PROBLEM TO SOLVE |
The material below holds a span beginning at the line with "green forested hill?" and ending at the line with "long dark hair?". Quote that span exactly, both ends included, and only that span.

INFORMATION SUPPLIED |
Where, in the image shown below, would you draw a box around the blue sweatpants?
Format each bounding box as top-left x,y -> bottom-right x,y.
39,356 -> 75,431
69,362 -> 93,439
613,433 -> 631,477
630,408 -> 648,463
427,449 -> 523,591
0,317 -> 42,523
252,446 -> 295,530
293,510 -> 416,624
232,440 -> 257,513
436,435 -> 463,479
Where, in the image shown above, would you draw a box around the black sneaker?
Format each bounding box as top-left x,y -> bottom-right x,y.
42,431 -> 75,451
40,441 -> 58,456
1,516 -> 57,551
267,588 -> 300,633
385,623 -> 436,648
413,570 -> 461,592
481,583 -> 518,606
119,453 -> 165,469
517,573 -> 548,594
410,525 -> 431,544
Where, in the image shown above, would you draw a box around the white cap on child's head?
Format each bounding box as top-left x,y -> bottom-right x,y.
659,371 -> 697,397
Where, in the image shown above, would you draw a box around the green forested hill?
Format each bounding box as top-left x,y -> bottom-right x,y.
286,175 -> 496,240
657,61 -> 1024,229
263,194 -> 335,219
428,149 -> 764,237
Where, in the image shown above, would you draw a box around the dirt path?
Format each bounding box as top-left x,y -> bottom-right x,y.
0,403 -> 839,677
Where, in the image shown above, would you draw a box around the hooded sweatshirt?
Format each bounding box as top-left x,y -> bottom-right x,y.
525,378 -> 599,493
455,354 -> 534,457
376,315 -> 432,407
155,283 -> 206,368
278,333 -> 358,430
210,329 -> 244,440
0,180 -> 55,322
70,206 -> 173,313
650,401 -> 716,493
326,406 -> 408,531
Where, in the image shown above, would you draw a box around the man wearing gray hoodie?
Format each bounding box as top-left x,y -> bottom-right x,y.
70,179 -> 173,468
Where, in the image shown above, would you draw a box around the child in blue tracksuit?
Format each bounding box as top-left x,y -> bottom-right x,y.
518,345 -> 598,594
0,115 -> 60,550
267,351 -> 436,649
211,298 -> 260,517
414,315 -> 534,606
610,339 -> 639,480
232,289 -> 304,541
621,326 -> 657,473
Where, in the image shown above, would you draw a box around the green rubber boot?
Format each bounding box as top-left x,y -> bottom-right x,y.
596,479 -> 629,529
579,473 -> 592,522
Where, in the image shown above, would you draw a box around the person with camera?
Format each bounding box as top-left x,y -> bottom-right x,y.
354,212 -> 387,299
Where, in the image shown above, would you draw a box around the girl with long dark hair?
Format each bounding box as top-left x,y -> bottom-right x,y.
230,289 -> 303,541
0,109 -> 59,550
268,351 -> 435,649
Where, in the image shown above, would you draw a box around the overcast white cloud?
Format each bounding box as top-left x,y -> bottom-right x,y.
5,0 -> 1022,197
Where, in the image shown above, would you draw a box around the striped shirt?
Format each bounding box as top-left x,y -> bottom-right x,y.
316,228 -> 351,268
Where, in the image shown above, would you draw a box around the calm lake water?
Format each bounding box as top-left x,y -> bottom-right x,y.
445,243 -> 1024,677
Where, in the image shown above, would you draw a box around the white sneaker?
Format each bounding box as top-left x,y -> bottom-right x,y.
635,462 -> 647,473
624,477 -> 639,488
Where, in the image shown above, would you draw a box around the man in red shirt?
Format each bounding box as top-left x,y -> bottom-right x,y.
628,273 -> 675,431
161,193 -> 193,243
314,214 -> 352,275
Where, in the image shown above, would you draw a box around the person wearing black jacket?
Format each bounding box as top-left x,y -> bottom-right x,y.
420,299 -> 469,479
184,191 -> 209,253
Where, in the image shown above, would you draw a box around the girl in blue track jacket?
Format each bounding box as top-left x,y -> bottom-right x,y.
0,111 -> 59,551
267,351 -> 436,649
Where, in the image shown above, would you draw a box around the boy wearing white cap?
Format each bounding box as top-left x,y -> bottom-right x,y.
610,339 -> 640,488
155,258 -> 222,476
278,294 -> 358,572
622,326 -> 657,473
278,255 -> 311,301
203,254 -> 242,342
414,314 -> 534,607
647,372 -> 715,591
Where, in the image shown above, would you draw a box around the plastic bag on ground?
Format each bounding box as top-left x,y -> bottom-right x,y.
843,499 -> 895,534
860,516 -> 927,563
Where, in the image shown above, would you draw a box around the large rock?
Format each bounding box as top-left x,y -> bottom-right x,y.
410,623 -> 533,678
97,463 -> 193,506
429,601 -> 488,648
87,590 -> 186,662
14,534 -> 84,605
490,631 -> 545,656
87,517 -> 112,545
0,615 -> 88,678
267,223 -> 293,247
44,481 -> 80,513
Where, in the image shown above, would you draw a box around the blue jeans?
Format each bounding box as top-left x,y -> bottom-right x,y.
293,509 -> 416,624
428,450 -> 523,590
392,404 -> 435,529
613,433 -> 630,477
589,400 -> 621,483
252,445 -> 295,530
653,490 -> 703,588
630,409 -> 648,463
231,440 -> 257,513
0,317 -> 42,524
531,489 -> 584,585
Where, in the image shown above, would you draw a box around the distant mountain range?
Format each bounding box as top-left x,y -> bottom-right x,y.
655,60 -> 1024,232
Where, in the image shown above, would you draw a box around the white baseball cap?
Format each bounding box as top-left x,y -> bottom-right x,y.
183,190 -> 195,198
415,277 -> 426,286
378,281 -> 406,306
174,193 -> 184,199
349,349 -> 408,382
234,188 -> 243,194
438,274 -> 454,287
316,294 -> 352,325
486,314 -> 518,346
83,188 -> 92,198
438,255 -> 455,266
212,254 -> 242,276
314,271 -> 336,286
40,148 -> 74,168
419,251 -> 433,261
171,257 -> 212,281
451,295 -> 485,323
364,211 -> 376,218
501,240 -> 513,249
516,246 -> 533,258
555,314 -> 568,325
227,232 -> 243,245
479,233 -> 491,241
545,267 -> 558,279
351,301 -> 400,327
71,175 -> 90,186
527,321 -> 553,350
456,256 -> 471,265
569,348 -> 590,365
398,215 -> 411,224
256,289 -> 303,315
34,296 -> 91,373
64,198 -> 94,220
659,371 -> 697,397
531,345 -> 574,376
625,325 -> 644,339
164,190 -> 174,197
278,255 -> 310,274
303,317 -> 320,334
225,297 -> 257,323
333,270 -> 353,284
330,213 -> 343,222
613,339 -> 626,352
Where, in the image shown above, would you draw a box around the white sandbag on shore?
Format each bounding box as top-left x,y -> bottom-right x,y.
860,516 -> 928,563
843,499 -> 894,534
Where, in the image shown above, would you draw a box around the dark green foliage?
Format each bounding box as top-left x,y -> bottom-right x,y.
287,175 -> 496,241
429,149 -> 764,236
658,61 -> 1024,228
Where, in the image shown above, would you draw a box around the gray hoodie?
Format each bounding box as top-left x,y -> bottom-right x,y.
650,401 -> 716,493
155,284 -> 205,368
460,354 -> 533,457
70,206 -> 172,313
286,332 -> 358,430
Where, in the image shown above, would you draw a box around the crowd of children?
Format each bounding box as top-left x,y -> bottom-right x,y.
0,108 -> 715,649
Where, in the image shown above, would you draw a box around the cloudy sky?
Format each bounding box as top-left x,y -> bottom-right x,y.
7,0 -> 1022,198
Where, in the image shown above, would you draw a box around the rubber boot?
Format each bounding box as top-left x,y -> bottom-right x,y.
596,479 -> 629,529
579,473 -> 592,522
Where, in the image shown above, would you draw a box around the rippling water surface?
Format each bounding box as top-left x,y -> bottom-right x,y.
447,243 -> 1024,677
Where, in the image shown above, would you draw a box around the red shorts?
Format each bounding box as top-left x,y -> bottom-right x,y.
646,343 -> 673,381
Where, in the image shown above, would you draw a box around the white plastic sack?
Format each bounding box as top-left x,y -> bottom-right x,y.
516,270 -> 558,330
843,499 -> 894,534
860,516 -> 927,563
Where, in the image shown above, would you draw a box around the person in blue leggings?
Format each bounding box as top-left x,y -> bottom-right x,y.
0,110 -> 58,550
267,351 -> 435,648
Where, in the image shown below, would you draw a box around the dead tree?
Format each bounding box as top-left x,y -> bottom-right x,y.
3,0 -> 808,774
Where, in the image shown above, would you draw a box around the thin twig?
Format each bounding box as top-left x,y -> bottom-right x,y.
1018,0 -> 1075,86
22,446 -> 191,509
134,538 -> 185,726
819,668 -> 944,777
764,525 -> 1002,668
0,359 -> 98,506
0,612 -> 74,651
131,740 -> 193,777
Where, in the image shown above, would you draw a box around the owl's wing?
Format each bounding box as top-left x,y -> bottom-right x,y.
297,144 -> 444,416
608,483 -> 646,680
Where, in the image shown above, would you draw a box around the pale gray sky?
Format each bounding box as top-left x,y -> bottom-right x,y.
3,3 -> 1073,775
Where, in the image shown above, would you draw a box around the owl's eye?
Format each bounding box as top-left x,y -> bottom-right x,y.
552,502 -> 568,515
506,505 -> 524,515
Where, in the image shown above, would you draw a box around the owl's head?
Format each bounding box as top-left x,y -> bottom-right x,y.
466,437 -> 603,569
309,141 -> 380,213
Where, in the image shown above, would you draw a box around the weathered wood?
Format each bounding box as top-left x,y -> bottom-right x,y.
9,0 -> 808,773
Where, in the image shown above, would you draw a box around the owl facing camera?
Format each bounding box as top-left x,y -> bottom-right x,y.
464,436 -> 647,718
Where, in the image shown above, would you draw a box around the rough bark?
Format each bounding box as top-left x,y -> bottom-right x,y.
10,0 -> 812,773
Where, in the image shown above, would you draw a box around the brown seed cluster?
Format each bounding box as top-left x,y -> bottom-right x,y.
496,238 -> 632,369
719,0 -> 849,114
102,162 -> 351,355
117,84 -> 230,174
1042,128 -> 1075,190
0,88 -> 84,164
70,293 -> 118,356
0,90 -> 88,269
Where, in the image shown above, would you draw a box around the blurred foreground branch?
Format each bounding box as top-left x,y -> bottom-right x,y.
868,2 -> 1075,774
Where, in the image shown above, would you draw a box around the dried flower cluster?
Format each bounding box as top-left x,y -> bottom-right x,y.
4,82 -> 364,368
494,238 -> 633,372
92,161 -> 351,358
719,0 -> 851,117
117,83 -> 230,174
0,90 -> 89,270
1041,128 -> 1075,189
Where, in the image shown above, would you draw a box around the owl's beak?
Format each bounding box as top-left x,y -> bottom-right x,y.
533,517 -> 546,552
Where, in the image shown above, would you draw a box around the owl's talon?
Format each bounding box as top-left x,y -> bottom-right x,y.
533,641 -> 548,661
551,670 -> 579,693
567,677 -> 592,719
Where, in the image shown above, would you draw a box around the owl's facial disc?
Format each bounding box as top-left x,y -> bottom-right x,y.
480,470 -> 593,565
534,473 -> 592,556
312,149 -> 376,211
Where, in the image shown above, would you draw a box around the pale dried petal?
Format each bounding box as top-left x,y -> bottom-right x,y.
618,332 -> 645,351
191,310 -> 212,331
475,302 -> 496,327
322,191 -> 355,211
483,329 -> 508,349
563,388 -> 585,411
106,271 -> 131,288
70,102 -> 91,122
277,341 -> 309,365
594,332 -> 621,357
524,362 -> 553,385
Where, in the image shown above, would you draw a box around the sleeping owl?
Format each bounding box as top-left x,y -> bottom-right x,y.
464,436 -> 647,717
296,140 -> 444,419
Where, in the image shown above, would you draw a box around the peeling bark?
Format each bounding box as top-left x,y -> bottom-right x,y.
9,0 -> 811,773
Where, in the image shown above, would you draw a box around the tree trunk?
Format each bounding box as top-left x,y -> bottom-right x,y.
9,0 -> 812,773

SOLVED PROBLEM |
Where, in the image shown above, would you draw a box around the green forested hill?
Format each bounding box as top-left x,y -> bottom-right x,y.
286,175 -> 496,240
657,61 -> 1024,229
263,194 -> 335,219
428,149 -> 764,237
Where, in the image shown above, would you draw a box around the dirt path?
Format each bounding box as top-left x,y -> bottom-right x,y.
0,403 -> 839,677
Where, in the image shown above, would you draw a box around the hooded sweatshirt?
Format each bounding box as top-left x,y -> bottom-right x,y.
525,378 -> 599,493
455,354 -> 534,457
376,315 -> 432,407
155,283 -> 206,368
278,333 -> 358,430
210,329 -> 244,440
0,180 -> 55,322
70,206 -> 173,313
650,401 -> 716,493
326,406 -> 408,531
Where, in the image shown above, would you draw a box around the man wearing gray hoodie?
Format each bounding box as top-left x,y -> bottom-right x,y.
70,179 -> 173,468
Where, in the image shown above, would you draw a box around the child in blue tracksuit?
Format each bounding box as top-left x,y -> bottom-right x,y.
518,345 -> 598,594
0,115 -> 60,550
267,351 -> 436,649
211,298 -> 260,517
414,315 -> 534,606
610,339 -> 639,480
232,289 -> 304,541
621,326 -> 657,473
Where, in the image shown above, would you draw a box around the green rubber boot?
Format each bounding box as top-left x,y -> bottom-right x,y.
596,479 -> 629,529
579,473 -> 592,522
Where, in the image shown above, would you draw a box around the person with camera?
Format each bounding box as top-left x,y -> bottom-right x,y.
354,212 -> 387,299
Where, in the image shown above, would you draw a box around the girl with long dark hair?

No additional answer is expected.